# [CHALLENGE]
Reproduce every line of the records below without any change.

[Point-based annotation data]
▼
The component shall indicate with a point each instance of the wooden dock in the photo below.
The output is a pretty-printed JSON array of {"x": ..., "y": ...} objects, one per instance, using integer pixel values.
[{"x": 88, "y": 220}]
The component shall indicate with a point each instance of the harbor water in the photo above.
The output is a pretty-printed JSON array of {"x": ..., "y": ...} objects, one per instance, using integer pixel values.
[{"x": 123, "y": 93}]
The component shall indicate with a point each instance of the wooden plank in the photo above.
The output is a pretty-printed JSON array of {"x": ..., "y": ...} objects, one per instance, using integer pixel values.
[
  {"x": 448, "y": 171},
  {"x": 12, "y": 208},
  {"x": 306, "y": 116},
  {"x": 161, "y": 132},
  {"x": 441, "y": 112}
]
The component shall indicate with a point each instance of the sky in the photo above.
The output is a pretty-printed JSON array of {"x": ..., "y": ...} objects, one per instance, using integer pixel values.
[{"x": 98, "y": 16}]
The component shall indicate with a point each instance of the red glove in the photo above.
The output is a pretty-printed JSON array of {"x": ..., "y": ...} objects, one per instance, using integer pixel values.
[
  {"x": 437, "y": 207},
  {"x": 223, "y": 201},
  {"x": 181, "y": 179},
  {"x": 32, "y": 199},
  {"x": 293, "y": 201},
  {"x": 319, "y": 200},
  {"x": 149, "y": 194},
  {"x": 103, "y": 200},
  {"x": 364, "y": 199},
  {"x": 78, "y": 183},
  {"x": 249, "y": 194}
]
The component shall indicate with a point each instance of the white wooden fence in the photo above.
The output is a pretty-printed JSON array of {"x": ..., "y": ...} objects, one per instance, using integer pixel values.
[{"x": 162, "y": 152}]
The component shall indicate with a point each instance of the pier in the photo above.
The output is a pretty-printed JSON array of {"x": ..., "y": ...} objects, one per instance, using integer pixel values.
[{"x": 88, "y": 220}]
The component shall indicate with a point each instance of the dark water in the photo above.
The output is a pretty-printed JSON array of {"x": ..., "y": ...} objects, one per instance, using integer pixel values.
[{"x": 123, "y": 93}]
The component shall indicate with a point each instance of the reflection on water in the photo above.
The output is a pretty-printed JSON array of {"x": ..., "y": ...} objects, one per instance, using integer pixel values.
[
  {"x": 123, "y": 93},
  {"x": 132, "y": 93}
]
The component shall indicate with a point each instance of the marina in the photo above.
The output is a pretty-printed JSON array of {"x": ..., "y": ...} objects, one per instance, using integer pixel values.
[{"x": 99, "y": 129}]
▲
# [WRITTEN RESPONSE]
The component shall indicate with a point each instance of the wooden dock in the photo below.
The output is a pretty-printed JSON array of {"x": ..., "y": ...} objects, one per instance, using integer pixel values.
[{"x": 88, "y": 220}]
The component shall indicate with a point each instance of the harbor water in the photo above.
The output is a pretty-printed JSON array of {"x": ..., "y": ...} objects, one per instance, using integer pixel values.
[{"x": 123, "y": 93}]
The component shall indicate with a point each instance of the wooden plank in the photo above.
The output is a pretty-printed JSON array of {"x": ..., "y": ...} objects, one per instance, using integer pixel values.
[
  {"x": 448, "y": 171},
  {"x": 12, "y": 208},
  {"x": 306, "y": 116},
  {"x": 161, "y": 132},
  {"x": 441, "y": 112}
]
The component shall indicate with a point each instance of the sky in the photo above.
The output is a pretty-printed JSON array of {"x": ..., "y": ...} objects, one per instance, using integer pixel values.
[{"x": 98, "y": 16}]
The component shall indicate with a point each instance of the red glove in the photo above.
The output is a pretty-printed JSON array of {"x": ..., "y": ...} objects, one per instance, using integer pixel values.
[
  {"x": 437, "y": 207},
  {"x": 223, "y": 201},
  {"x": 181, "y": 179},
  {"x": 32, "y": 199},
  {"x": 293, "y": 201},
  {"x": 319, "y": 200},
  {"x": 149, "y": 194},
  {"x": 103, "y": 200},
  {"x": 364, "y": 199},
  {"x": 78, "y": 183},
  {"x": 249, "y": 194}
]
The component shall indicate with a point each instance of the white wooden fence in the photo above.
The output is a pretty-printed JSON array of {"x": ..., "y": ...} objects, one per instance, using integer pixel values.
[{"x": 162, "y": 152}]
The component shall indicate with a point each instance of the pier in the photo above.
The output is a pretty-printed JSON array of {"x": ..., "y": ...} objects, one per instance, using integer pixel values.
[{"x": 88, "y": 220}]
The component shall indicate with a point each instance of the dark water in the photo above.
The output is a pretty-printed JSON array of {"x": ..., "y": ...} objects, one per instance, using integer pixel values.
[{"x": 123, "y": 93}]
The component shall indicate with a point each instance of the reflection on water in the photo above.
The output is a pretty-printed JSON array of {"x": ..., "y": ...} objects, one per instance, using integer pixel values.
[
  {"x": 123, "y": 93},
  {"x": 132, "y": 93}
]
The component shall indicate with a point each instance of the marina in the photo above.
The output is a pretty-printed JSON array of {"x": ..., "y": ...} objects, one per instance, using integer pixel values.
[{"x": 99, "y": 129}]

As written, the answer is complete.